THE INPUT:

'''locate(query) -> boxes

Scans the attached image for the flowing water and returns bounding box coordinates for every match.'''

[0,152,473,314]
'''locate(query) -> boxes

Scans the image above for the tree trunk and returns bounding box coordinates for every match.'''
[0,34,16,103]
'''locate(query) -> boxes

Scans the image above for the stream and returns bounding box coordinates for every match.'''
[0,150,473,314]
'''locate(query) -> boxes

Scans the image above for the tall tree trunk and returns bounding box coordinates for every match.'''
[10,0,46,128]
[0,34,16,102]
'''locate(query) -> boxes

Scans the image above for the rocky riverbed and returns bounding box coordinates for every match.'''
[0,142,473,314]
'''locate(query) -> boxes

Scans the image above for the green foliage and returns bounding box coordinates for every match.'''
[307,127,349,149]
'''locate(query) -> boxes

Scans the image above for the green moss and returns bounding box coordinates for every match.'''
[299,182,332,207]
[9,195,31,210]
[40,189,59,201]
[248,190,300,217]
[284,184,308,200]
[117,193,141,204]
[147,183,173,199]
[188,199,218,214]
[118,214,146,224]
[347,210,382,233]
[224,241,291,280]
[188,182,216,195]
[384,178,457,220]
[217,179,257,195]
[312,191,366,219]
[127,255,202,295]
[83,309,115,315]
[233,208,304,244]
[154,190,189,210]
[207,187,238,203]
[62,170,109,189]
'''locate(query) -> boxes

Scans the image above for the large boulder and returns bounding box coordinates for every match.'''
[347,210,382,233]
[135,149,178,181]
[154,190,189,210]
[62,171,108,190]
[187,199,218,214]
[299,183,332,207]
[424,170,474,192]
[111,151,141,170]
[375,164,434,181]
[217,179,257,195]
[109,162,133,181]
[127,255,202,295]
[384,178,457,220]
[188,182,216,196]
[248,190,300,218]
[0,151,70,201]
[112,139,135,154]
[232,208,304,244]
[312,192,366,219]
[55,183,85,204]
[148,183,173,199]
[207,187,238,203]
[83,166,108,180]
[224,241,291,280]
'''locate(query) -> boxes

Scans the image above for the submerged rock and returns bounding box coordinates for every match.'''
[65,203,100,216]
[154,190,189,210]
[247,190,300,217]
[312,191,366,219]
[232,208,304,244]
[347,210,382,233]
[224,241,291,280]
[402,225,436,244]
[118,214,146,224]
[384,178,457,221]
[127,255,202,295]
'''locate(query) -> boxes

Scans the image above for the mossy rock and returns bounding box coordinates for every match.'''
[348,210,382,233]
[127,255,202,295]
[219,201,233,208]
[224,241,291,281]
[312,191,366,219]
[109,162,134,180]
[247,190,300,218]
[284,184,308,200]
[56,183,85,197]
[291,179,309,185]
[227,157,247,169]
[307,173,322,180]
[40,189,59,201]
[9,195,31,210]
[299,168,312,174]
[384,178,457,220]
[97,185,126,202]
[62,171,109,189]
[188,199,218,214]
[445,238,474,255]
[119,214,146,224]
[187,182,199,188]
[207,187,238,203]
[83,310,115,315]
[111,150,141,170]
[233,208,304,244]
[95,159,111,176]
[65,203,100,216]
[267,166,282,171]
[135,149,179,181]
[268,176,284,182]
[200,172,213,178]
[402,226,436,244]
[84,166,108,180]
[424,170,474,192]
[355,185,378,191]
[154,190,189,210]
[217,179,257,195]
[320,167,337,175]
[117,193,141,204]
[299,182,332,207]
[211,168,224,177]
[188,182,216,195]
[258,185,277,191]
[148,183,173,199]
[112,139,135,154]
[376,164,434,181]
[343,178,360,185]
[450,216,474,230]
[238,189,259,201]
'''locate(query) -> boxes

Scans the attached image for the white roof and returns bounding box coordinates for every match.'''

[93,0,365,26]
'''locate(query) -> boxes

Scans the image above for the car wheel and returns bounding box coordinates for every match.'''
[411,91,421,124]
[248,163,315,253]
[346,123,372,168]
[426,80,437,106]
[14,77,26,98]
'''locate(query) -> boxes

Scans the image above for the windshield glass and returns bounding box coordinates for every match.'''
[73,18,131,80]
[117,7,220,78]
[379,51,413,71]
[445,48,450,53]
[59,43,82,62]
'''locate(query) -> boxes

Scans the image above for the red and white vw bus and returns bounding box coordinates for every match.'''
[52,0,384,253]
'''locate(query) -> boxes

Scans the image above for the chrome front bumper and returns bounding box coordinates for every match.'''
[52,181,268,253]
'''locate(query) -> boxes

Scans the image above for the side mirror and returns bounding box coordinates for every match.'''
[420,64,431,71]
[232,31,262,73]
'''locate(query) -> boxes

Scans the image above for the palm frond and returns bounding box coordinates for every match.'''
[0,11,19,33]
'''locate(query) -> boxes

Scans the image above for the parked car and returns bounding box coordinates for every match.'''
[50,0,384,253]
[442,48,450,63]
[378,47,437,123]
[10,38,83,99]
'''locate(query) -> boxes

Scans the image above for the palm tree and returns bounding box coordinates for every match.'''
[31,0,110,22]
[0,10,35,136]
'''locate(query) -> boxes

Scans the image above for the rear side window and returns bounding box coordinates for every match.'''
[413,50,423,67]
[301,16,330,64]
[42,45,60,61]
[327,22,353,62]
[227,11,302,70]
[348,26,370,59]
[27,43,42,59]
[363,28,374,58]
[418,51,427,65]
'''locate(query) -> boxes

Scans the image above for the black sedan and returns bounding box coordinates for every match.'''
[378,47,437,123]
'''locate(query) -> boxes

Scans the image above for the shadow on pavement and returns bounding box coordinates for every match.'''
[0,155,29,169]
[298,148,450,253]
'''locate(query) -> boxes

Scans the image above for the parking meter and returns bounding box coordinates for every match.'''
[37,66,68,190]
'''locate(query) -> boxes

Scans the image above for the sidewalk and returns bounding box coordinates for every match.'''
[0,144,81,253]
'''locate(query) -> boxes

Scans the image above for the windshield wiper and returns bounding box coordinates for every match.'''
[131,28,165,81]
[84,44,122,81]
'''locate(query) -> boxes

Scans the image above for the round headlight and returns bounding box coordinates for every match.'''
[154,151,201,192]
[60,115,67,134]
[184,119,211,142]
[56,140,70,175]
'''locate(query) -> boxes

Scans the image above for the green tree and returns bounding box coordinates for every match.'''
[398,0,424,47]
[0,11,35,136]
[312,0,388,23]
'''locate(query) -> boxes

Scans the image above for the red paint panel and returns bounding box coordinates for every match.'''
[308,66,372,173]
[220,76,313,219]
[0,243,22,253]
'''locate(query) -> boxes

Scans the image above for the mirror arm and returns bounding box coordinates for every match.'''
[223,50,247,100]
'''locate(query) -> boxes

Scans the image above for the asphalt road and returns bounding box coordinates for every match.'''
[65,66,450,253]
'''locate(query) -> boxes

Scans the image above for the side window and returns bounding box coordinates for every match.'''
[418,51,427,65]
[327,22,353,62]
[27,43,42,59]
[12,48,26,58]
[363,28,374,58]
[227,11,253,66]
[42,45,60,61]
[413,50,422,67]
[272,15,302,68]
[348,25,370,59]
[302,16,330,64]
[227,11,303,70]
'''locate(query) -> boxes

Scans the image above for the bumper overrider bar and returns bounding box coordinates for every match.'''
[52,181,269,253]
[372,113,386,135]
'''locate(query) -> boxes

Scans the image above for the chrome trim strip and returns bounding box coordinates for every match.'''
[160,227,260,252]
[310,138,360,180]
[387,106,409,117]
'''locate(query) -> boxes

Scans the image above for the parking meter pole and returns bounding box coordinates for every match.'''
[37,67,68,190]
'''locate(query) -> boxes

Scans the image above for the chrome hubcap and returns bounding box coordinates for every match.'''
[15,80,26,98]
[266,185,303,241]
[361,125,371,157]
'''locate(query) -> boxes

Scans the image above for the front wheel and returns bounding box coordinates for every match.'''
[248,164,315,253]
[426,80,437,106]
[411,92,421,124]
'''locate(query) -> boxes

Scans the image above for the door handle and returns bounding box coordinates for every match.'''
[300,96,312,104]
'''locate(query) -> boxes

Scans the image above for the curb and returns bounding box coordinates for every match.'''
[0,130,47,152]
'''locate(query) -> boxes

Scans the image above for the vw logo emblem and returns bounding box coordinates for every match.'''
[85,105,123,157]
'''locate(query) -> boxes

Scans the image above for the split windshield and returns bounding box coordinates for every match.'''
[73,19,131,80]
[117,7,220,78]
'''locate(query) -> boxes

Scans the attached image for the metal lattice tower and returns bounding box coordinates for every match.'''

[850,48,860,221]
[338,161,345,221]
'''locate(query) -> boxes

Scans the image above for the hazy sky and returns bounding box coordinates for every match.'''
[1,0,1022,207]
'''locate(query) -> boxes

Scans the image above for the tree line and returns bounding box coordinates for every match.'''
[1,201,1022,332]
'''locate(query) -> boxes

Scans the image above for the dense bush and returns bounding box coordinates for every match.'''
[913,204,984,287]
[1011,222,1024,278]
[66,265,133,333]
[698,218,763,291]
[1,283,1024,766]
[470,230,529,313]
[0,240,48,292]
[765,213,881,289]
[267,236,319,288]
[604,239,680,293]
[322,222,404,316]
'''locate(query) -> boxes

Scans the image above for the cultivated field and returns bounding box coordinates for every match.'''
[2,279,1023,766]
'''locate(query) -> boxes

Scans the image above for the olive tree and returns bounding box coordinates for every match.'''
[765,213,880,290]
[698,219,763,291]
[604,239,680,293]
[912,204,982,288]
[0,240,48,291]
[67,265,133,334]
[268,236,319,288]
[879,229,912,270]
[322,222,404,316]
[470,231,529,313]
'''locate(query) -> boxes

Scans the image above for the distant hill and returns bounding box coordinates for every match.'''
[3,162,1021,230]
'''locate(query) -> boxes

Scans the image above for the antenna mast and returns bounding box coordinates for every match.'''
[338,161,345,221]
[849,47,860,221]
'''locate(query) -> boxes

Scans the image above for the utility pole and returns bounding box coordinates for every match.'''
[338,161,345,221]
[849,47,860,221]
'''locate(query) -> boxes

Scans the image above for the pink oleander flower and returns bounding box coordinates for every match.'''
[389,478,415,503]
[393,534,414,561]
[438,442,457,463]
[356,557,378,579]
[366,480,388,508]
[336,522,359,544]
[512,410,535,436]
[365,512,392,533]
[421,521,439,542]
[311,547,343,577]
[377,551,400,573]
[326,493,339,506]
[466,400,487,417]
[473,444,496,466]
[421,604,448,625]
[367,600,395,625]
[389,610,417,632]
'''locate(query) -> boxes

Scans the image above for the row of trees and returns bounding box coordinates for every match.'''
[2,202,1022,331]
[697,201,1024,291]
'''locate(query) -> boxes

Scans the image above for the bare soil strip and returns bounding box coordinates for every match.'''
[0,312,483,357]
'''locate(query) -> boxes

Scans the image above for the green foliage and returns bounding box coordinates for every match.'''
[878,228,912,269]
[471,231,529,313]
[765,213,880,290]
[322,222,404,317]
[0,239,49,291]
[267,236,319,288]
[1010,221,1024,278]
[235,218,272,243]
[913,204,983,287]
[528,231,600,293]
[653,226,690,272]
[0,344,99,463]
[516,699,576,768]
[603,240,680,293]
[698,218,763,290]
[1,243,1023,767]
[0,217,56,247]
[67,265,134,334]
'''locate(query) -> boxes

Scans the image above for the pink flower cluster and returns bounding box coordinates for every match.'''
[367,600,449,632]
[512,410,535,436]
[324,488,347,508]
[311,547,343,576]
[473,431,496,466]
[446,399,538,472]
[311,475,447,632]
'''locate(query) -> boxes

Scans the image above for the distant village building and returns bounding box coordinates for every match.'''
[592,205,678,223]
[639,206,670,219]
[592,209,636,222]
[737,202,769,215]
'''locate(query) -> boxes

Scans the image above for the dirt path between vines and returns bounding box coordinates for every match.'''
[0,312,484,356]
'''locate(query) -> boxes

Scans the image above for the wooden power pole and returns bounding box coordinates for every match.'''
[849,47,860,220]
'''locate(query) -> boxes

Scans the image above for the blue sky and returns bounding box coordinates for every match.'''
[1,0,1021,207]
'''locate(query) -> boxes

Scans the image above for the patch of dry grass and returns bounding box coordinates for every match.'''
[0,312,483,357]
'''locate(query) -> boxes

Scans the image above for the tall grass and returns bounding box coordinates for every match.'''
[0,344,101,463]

PROBLEM DESCRIPTION:
Copy exactly the lines that run from the one with "Scans the image above for the blue" to the last line of the material, including both.

COMPLETED EXERCISE:
Scans the image above for the blue sky and returns bounding box coordinates for every match.'''
[1,0,1021,207]
'''locate(query) -> boxes

Scans the image above for the patch of dry grass and returns bounding box coordinates for every match.'''
[0,312,483,357]
'''locate(query) -> boxes

Scans the image above for the tall grass and returns bounding box coordinates for every match.'''
[0,344,101,463]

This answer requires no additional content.